Task requirements
Number every line of the records below in sequence, omitting any blank lines.

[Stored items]
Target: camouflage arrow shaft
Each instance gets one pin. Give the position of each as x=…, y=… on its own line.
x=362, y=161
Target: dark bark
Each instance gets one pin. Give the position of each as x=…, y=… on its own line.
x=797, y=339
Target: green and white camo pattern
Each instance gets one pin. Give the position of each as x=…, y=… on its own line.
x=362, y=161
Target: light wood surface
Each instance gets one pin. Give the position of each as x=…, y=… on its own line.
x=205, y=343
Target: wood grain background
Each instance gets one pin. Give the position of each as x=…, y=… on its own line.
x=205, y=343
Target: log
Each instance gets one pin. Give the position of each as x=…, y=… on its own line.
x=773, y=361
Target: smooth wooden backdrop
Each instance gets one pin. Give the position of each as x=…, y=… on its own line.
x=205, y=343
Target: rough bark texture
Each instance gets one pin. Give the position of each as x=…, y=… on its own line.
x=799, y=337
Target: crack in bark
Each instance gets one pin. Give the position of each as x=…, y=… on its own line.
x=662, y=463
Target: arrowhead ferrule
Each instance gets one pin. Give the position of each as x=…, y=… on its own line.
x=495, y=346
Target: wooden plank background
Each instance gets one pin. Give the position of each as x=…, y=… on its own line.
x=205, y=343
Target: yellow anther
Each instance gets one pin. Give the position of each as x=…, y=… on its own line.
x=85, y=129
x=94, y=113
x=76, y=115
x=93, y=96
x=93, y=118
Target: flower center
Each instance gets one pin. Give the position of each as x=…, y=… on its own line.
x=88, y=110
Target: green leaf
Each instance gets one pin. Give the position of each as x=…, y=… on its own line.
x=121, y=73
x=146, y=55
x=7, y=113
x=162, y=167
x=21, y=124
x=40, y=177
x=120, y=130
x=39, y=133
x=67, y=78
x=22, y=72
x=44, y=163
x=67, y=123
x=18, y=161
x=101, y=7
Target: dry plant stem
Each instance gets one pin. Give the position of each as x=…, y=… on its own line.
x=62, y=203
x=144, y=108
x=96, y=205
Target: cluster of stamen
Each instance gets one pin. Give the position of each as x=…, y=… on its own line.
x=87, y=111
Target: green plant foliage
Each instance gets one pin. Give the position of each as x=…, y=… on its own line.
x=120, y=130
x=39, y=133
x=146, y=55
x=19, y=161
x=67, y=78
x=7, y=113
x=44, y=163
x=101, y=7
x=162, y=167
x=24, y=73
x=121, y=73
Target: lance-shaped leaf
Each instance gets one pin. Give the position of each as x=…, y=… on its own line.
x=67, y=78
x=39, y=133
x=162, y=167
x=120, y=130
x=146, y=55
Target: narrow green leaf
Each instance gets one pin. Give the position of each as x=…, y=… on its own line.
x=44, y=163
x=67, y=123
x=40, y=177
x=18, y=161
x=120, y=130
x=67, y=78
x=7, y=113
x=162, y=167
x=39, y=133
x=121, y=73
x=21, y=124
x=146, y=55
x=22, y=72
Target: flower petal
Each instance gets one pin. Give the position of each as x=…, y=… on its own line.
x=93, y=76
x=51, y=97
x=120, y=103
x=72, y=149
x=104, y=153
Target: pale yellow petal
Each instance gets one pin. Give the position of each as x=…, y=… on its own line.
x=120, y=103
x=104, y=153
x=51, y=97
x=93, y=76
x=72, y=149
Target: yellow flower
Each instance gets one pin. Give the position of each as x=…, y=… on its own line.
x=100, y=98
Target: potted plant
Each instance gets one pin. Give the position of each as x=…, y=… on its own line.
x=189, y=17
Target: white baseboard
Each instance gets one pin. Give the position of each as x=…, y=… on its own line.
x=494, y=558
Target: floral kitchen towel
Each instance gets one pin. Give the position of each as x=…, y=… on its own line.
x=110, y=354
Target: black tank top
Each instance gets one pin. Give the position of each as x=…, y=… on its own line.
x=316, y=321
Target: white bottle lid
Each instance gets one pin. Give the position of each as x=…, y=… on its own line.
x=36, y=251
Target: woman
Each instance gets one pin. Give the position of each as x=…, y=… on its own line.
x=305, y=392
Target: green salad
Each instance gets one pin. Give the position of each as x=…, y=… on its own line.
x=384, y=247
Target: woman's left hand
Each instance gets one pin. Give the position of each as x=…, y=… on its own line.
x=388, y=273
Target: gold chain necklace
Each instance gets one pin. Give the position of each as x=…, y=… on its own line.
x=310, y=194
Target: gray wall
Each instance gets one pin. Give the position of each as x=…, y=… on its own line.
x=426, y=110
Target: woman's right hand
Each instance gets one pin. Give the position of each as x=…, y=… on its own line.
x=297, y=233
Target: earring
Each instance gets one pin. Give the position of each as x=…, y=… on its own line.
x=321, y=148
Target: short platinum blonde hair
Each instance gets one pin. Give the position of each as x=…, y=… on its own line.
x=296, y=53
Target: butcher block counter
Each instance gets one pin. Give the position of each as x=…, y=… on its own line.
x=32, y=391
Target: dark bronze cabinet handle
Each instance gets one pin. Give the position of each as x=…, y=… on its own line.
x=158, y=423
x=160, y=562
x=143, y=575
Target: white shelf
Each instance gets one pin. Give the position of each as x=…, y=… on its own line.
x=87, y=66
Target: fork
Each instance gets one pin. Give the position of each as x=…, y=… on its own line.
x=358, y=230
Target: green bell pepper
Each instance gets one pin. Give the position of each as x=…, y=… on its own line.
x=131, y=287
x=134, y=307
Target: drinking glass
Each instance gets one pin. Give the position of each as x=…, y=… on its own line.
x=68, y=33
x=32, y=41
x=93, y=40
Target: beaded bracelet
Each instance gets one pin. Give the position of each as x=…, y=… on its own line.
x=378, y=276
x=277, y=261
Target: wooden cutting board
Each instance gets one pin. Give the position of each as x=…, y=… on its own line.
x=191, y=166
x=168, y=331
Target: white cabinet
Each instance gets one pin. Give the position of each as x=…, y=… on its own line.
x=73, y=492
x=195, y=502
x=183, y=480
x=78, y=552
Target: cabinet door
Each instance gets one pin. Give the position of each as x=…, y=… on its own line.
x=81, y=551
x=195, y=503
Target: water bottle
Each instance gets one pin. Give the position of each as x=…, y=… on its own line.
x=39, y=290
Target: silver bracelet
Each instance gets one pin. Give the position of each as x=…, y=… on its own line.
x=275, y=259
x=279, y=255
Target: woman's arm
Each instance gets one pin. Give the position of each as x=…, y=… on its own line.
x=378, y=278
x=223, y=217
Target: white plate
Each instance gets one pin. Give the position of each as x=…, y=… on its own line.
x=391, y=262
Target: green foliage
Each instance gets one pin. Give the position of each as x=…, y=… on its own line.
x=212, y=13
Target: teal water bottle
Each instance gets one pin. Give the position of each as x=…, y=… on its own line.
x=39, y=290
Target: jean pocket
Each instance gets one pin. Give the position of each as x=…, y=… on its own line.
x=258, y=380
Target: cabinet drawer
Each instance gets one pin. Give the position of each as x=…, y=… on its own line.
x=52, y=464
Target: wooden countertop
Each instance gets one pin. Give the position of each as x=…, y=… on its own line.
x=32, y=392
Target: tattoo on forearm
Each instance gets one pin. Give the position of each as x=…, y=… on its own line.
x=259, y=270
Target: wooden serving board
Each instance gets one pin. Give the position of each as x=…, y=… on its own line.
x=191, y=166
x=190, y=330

The answer
1. Target: camouflage arrow shaft
2. Each instance gets one pin. Give the position of each as x=…, y=… on its own line.
3. x=362, y=161
4. Target: dark bark
5. Each instance gets one pin. Give the position of each as x=…, y=… on its own line.
6. x=797, y=339
7. Target: green and white camo pattern
8. Each instance gets one pin. Give the position of each as x=…, y=… on its own line.
9. x=362, y=161
10. Target: light wood surface
11. Each instance gets one pin. Give the position of each as x=…, y=… on its own line.
12. x=205, y=343
13. Target: wood grain background
14. Each instance gets one pin. Give the position of each as x=…, y=… on its own line.
15. x=205, y=343
16. Target: log
17. Each instance gets one pin. Give the position of each as x=…, y=… on its own line.
18. x=773, y=361
19. Target: smooth wooden backdrop
20. Each instance gets one pin. Give the position of each as x=…, y=… on its own line.
21. x=205, y=343
22. Target: rough bark texture
23. Each instance gets one pin. Give the position of each as x=…, y=… on its own line.
24. x=799, y=337
25. Target: crack in bark
26. Each instance gets one pin. Give the position of each as x=…, y=… on its own line.
27. x=662, y=463
28. Target: arrowhead ferrule
29. Each instance gets one pin. Give the position of each as x=…, y=… on its own line.
30. x=495, y=346
31. Target: wooden plank background
32. Each instance gets one pin. Give the position of each as x=…, y=… on its own line.
33. x=205, y=343
34. Target: yellow anther
35. Each instance gets one pin. Give the position of each as x=…, y=… on its own line.
36. x=85, y=129
37. x=94, y=113
38. x=76, y=115
39. x=93, y=96
40. x=93, y=118
41. Target: flower center
42. Each instance gets one pin. Give the position of each as x=…, y=… on its own line.
43. x=88, y=110
44. Target: green leaf
45. Each instance gets one pin. Give the position of each as x=…, y=… on its own line.
46. x=121, y=73
47. x=146, y=55
48. x=7, y=113
49. x=162, y=167
50. x=21, y=124
51. x=40, y=177
52. x=120, y=130
53. x=39, y=133
54. x=67, y=78
55. x=22, y=72
56. x=44, y=163
57. x=67, y=123
58. x=18, y=161
59. x=101, y=7
60. Target: dry plant stem
61. Each instance gets one pin. Give the position of each as x=…, y=… on its own line.
62. x=62, y=203
63. x=144, y=108
64. x=96, y=205
65. Target: cluster of stamen
66. Each instance gets one pin. Give the position of each as x=…, y=… on its own line.
67. x=87, y=111
68. Target: green plant foliage
69. Each instance gets one pin. Give the position of each as x=…, y=… on its own line.
70. x=120, y=130
71. x=39, y=133
72. x=146, y=55
73. x=19, y=161
74. x=67, y=78
75. x=7, y=113
76. x=44, y=163
77. x=101, y=7
78. x=162, y=167
79. x=24, y=73
80. x=121, y=73
81. Target: lance-shaped leaf
82. Each instance gets one pin. Give the position of each as x=…, y=… on its own line.
83. x=67, y=78
84. x=39, y=133
85. x=162, y=167
86. x=120, y=130
87. x=146, y=55
88. Target: narrow green leaf
89. Each instance gets one pin. Give the position of each as x=…, y=… on its own line.
90. x=44, y=163
91. x=67, y=123
92. x=40, y=177
93. x=18, y=161
94. x=120, y=130
95. x=67, y=78
96. x=7, y=113
97. x=162, y=167
98. x=39, y=133
99. x=121, y=73
100. x=21, y=124
101. x=146, y=55
102. x=22, y=72
103. Target: flower petal
104. Each instance gets one pin. Give the position of each as x=…, y=… on its own line.
105. x=93, y=76
106. x=51, y=97
107. x=120, y=103
108. x=72, y=149
109. x=104, y=153
110. Target: pale yellow petal
111. Each instance gets one pin. Give the position of each as x=…, y=… on its own line.
112. x=120, y=103
113. x=104, y=153
114. x=51, y=97
115. x=93, y=76
116. x=72, y=149
117. Target: yellow flower
118. Each instance gets one pin. Give the position of each as x=…, y=… on its own line.
119. x=100, y=98
120. Target: potted plant
121. Each instance gets one pin. Give the position of each as x=…, y=… on its own line.
122. x=189, y=17
123. Target: white baseboard
124. Each instance gets one pin. Give the position of each as x=…, y=… on its own line.
125. x=494, y=558
126. Target: floral kitchen towel
127. Each instance gets one pin. Give the position of each as x=…, y=… on its own line.
128. x=110, y=354
129. Target: black tank top
130. Each instance gets one pin. Give the position of each as x=…, y=… on its own line.
131. x=316, y=321
132. Target: white bottle lid
133. Each instance gets one pin. Give the position of each as x=…, y=… on its own line.
134. x=36, y=251
135. Target: woman
136. Each instance gets one pin. Give the position of each as x=…, y=… on its own line.
137. x=305, y=392
138. Target: green salad
139. Each instance gets one pin. Give the position of each as x=…, y=… on its own line.
140. x=384, y=247
141. Target: woman's left hand
142. Each instance gets one pin. Give the position of each as x=…, y=… on its own line.
143. x=388, y=273
144. Target: gold chain necklace
145. Each instance gets one pin. Give the position of each as x=…, y=… on its own line.
146. x=310, y=194
147. Target: gray wall
148. Each instance gets one pin. Give the position of each as x=…, y=… on its own line.
149. x=426, y=110
150. Target: woman's right hand
151. Each instance gets one pin. Give the position of each as x=…, y=… on its own line.
152. x=297, y=233
153. Target: earring
154. Each instance gets one pin. Give the position of each as x=…, y=… on its own line.
155. x=321, y=148
156. Target: short platinum blonde hair
157. Each instance gets one pin. Give the position of each as x=…, y=… on its own line.
158. x=296, y=53
159. Target: butcher block counter
160. Each instance gets one pin. Give the position of each as x=…, y=… on its own line.
161. x=32, y=391
162. Target: dark bronze cabinet handle
163. Each instance gets one pin. Give the position of each as x=…, y=… on its own line.
164. x=158, y=423
165. x=160, y=562
166. x=143, y=575
167. Target: white shelf
168. Each instance gets one pin. Give the position of each as x=…, y=… on its own line.
169. x=87, y=66
170. Target: fork
171. Each instance gets one pin. Give the position of each as x=…, y=… on its own line.
172. x=358, y=230
173. Target: green bell pepper
174. Each instance gets one pin. Give the position of each as x=…, y=… on its own line.
175. x=131, y=287
176. x=134, y=307
177. Target: drinking glass
178. Each instance gets one pin. Give the position of each as x=…, y=… on its own line.
179. x=68, y=33
180. x=32, y=41
181. x=93, y=40
182. Target: beaded bracelet
183. Each instance gets one pin. Give the position of each as x=…, y=… on its own line.
184. x=378, y=276
185. x=277, y=261
186. Target: wooden cutting board
187. Each instance gets one pin. Give the position of each as x=…, y=… on its own line.
188. x=191, y=166
189. x=168, y=331
190. Target: white cabinet
191. Each instance gets one pin. Give the position of each as x=…, y=… on its own line.
192. x=73, y=492
193. x=195, y=502
194. x=183, y=480
195. x=78, y=552
196. Target: cabinet door
197. Each instance gets one pin. Give the position of each as x=…, y=… on its own line.
198. x=81, y=551
199. x=195, y=503
200. Target: water bottle
201. Each instance gets one pin. Give the position of each as x=…, y=… on its own line.
202. x=39, y=290
203. Target: silver bracelet
204. Each instance gets one pin. Give the position of each as x=…, y=… on its own line.
205. x=275, y=259
206. x=279, y=255
207. Target: woman's arm
208. Each instance gets one pin. Give the position of each as x=…, y=… on its own line.
209. x=378, y=278
210. x=223, y=217
211. Target: white plate
212. Each instance gets one pin. Give the position of each as x=…, y=… on its own line.
213. x=391, y=262
214. Target: green foliage
215. Each instance gets one pin. Give the position of each as x=…, y=… on its own line.
216. x=212, y=13
217. Target: teal water bottle
218. Each instance gets one pin. Give the position of each as x=…, y=… on its own line.
219. x=39, y=290
220. Target: jean pocket
221. Each instance gets one pin. Give the position of each as x=…, y=… on its own line.
222. x=258, y=380
223. Target: cabinet drawer
224. Each instance gets one pin. Give the position of each as x=…, y=… on its own line.
225. x=52, y=464
226. Target: wooden countertop
227. Each instance gets one pin. Give the position of each as x=…, y=… on its own line.
228. x=32, y=392
229. Target: tattoo on forearm
230. Each instance gets one pin. Give the position of each as x=…, y=… on its own line.
231. x=259, y=270
232. Target: wooden serving board
233. Each instance gets one pin. Give the position of each as x=…, y=… on its own line.
234. x=191, y=166
235. x=190, y=330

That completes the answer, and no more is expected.